--- start Stored rows ---

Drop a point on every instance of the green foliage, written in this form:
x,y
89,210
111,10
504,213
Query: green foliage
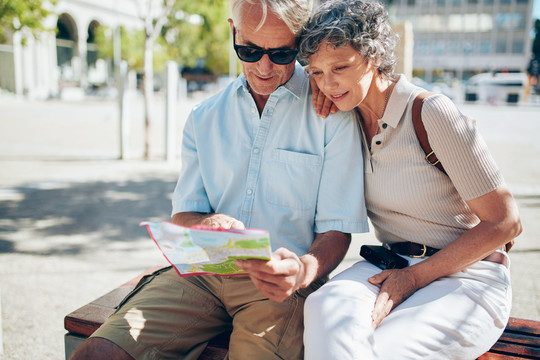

--- end Stored rows ---

• _Problem requirements_:
Format the lines of the records above as a Markdown table with the columns Row and Line, numbering each line and skipping blank lines. Leave the pictures out of the table.

• _Reply to the exercise_:
| Row | Line |
|---|---|
| 1 | Drop a point on every instance of the green foliage, written in this form: |
| 2 | x,y |
| 3 | 89,210 |
| 4 | 111,10 |
| 5 | 504,213 |
| 6 | Query: green foliage |